_STATED EXERCISE_
In the forum thread on sanding a deck below, echo everything from "I am also going" down to "you its great." word for word.

_EXTRACT PROVIDED_
--- Begin ---
# Forum Home Renovation Decking  Sanding deck and filling nail holes

## tubes82

Hi There, 
I am bitting the bullet and finally sanding my deck. My main problem is do i fill the nail holes with wood filler. The deck has no roof so get's hit with a lot of rain and sun. I'm worried that the wood filler plug's will pop out over time and/or just won't look good. What is the best way to do it. Wood filler or no filler. Any pictures or examples will be extremely helpful! 
I am also going to use Spa n Deck natural colour decking paint. The wood when sanded is a light yellow/orange colour. Anybody have any experience with these sort's or colours? Will the natural colour make the deck to orange. 
Thanks from the decking novice!

----------


## Sapainting

dont punch in the nails ! the putty will pop and it will wreck your deck. spa n deck is an AWESOME product, it does colour your deck to the colour you choose just have to apply it correctly. are you going the resurface the deck? because with spa n deck u dont have to sand it really ... u just hire a commercial power washer and use the power lift and deck clean and it strips it for you its great. 
hope this helps  
Glenn S & A Painting

----------


## tubes82

Thanks for you reply. I tried washing it with the napisan treatment 3 times but still couldn't get all of the old oil of. I think the deck needs to be sanded. There are cracks on everyboard, and the deck feels really rough to touch. 
I have to punch the nails when sanding otherwise the sanding paper will get caught on it. Your answer was what i was looking for. Will the wood putty pop out over time and it look's like they will. I will just leave the nail holes. Thanks.

----------


## r3nov8or

Sounds like the deck is long overdue for attention. Punching the nails will probably result in further splitting especially near the board ends. Spa n Deck is indeed a good product, but you have to commit to keeping it looking good over the years. Good luck with it.

----------


## easterndecks

I agree with r3nov8or, you shouldn't sand it. Try and get hold of a new product call Qstrip from Quatum. Iv been using it to restore decks since it came out and its incredible what it can draw out of the timber. I removed about 5 years of stain and bought the merbau back to original. It's environmentally friendly (textured roller on and hose off after about 45min) and doesn't damage the timber at all! If you give Quantum a call they can answer all of your questions anyway. Good luck mate

----------


## jimj

Pouring rain here today on what they call the Sunny coast hence the deck I was going to work on today is not going to happen. Thought I would hop in here and offer yet again another opinion-suggestion just to add further to discussion.
--- End ---
Point annotations for photos:
--- Begin ---
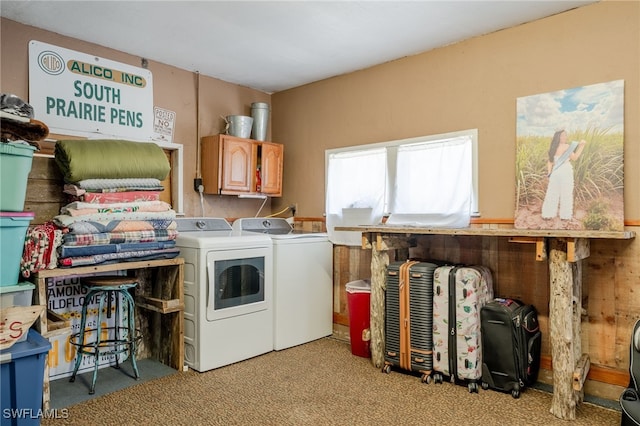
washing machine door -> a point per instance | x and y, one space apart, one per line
239 282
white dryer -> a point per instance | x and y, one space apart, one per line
303 280
228 293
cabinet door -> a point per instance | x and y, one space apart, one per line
271 167
238 158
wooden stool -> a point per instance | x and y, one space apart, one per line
118 339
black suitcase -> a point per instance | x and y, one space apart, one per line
409 316
511 340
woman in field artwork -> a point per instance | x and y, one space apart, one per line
569 159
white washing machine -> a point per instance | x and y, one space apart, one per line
228 293
302 281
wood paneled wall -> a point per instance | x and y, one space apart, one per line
611 302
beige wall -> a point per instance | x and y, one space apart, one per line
473 84
173 88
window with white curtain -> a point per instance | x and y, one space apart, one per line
425 181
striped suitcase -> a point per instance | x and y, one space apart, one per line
459 294
409 314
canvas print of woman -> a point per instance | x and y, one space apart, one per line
569 159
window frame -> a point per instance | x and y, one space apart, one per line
392 149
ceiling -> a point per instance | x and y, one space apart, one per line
276 45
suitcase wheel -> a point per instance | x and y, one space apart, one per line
426 378
515 392
437 378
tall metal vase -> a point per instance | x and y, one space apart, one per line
260 114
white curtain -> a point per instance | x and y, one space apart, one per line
433 185
356 186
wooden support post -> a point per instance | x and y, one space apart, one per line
379 264
580 373
577 249
564 330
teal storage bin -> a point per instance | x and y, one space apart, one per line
22 377
15 165
13 230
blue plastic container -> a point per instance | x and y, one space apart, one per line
13 230
22 377
15 165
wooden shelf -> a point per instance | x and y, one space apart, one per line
490 232
161 292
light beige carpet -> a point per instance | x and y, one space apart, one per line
319 383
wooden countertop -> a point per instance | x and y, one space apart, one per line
491 232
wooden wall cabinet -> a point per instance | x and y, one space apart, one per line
229 165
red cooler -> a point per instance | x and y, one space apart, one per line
358 300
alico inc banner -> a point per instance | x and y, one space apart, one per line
73 91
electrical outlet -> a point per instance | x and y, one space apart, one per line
196 184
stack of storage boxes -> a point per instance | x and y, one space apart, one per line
15 165
22 351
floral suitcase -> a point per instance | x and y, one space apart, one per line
459 294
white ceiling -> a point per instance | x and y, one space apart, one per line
276 45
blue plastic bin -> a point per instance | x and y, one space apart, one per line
22 377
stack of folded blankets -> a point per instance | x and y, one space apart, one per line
117 214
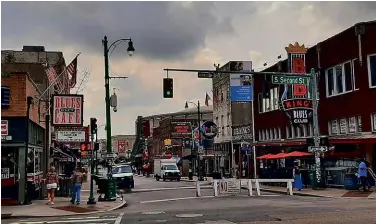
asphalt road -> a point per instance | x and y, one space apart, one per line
179 206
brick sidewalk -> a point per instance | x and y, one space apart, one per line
62 206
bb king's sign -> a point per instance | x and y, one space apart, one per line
295 99
67 110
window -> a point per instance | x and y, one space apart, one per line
288 133
340 79
372 70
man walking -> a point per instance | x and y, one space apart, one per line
77 180
362 172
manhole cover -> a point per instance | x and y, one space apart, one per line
153 213
189 215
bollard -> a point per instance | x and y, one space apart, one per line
198 190
289 187
250 190
258 193
215 187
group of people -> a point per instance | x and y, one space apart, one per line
52 184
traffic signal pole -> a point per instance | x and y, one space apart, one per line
314 90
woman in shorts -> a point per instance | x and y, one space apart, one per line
51 181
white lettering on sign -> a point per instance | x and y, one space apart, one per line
300 116
229 186
70 136
4 127
67 110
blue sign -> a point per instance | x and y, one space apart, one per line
241 93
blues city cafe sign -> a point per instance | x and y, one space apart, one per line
300 111
209 129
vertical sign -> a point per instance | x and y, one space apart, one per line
67 110
241 84
121 147
295 98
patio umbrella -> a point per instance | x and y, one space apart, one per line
264 156
278 156
298 154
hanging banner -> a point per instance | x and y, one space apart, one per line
67 110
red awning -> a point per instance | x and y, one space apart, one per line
278 156
298 154
264 156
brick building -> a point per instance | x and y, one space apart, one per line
15 124
346 64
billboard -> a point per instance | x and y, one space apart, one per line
241 89
71 136
67 110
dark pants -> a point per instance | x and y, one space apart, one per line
363 180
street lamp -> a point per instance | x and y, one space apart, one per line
111 194
200 177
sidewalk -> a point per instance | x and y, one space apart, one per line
62 206
326 193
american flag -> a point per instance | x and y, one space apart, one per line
72 71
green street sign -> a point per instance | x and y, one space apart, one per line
289 80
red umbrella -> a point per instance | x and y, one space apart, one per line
264 156
298 154
278 156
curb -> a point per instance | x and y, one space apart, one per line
295 193
10 216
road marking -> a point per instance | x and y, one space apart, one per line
118 219
169 188
153 213
189 215
70 221
174 199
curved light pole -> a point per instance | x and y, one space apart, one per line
111 194
200 177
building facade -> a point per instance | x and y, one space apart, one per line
346 67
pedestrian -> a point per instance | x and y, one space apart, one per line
362 173
52 181
77 179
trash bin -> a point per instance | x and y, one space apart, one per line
313 179
351 181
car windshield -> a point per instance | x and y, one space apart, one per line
170 167
122 169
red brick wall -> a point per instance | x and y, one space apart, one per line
21 86
335 50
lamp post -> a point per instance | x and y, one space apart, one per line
200 177
111 194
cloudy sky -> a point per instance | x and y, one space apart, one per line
169 35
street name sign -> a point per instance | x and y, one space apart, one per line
317 149
205 75
229 186
289 80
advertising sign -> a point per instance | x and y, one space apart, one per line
209 129
295 99
4 127
181 129
67 110
121 147
241 88
70 136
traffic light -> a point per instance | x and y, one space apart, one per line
168 88
93 126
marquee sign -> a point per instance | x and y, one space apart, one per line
295 99
67 110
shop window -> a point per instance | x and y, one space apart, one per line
288 132
340 79
373 119
371 59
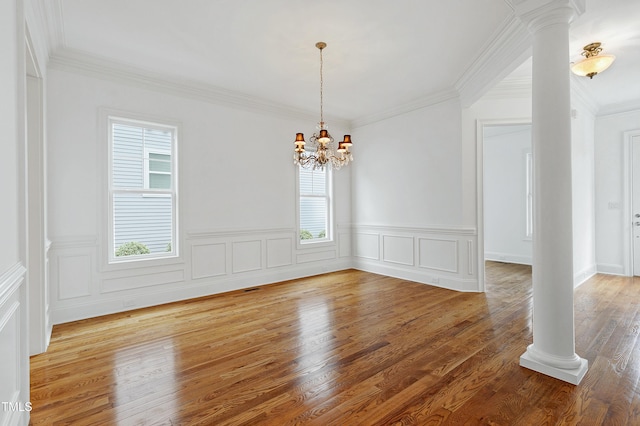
--- End ---
_FINISHED EXERCISE_
I am also going to use Spa n Deck natural colour decking paint. The wood when sanded is a light yellow/orange colour. Anybody have any experience with these sort's or colours? Will the natural colour make the deck to orange. 
Thanks from the decking novice!

----------


## Sapainting

dont punch in the nails ! the putty will pop and it will wreck your deck. spa n deck is an AWESOME product, it does colour your deck to the colour you choose just have to apply it correctly. are you going the resurface the deck? because with spa n deck u dont have to sand it really ... u just hire a commercial power washer and use the power lift and deck clean and it strips it for you its great.